STUDY TEXT

After the failed revolution of 1956, my grandparents risked everything to get out of the country with my dad, and two years waiting in Austria, they came to America.

And when they got here, they lived the American dream, working hard and saving up so that my Dad could go to a good college and eventually wind up a respected college professor at a leading international institution.

This country allowed my dad's family to dig their way out of the most dreadful situation and emerge with prosperity, safety, and peace. When he was sent at gunpoint to freeze and die in Russia as part of a forced-labor battalion, I doubt my grandfather expected he'd die peacefully at age 90 in a warm bed in Massachusetts.

America is, on paper, a champion for many things I hold dearly. The notion that all people are equal under the law, that the government serves at the peoples' pleasure, and that there are rights that the government cannot take away from you.

What I have come to understand, however, is that in practice the country has always been at best a partial success. It has failed people of color, particularly black and indigenous people. The impunity with which the police commit violence against these groups in particular (though not exclusively limited to them) is the very sort of practice that characterized the tyranny that my grandparents came here to escape.

When I think about how I grew up - when the worst things the cops would do is call your parents if you got in trouble - it's remarkable the kind of mirror-reality that my black countrymen know.

For all our groundbreaking ideas of liberty and equality, I don't feel that America spent all that much time at any point in history actually leading in that category. There is a cult of greed and white supremacy that is at times overt and yet often subtle and insidious, and it has always held the country back from fulfilling its promise.

That, really, is what I believe in. I have faith in the promise of America. It's one we continually, heartbreakingly fail.

There is some hyper-optimistic hope that in our current era, when the cult is at its most overt, that we will finally be able to exorcise its influence on us. I'm skeptical it will be that easy, and I have my doubts that we're even en route to a successful confrontation at all.

TASKS FOR THIS EXERCISE
1) In the essay about the promise of America, how old was the writer's grandfather when he died?
2) Continue the essay about the promise of America from where it stops.

DATASET EXTRACT
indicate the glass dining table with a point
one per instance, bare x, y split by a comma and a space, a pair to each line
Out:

ANSWER SET
1) He died at age 90.

2)
It is hard to be overtly patriotic, though I've felt that way since the Bush administration turned hyper-patriotism into a jingoistic cultural signifier for warmongering (at least that's when I first felt the symbolism was tainted) and this holiday, which is a celebration of this messy, self-contradicting but also beautiful country's birth, comes with some asterisks.

For the last three years, of course, it has also taken on a personal note of grief. Three years ago yesterday, my mother died of cancer. While I still hold, somewhat obsessively, that the 3rd is my day to grieve, she died only half an hour before midnight, and so officially her date of death is the 4th. My mom, who was not an immigrant, and had ancestors going back to the Mayflower, had pride in America, but that pride meant that she could not tolerate those who abused it - those like Bush, or our current unmentionable abomination. By the time he came into office, my mom was in the last few months of her life, and I think was, rightfully, more concerned with her own existential questions and the way she wanted to spend the last time she had with her loved ones.

I think now about how many people in this country are in a similar state, but even worse, because while my Mom had about a year and a half to prepare, and her disease did not prevent her from being close to us, the people dying of Covid-19 are forced to do so in isolation. It's heartbreaking that we, this country that prides itself on being so great, the greatest country on Earth, as we seem to hold as a national creed, has failed so miserably to handle this crisis.

If I celebrate this holiday and this country, I do so as a yearning hope that we will, one day, live up to the standard we set for ourselves 244 years ago.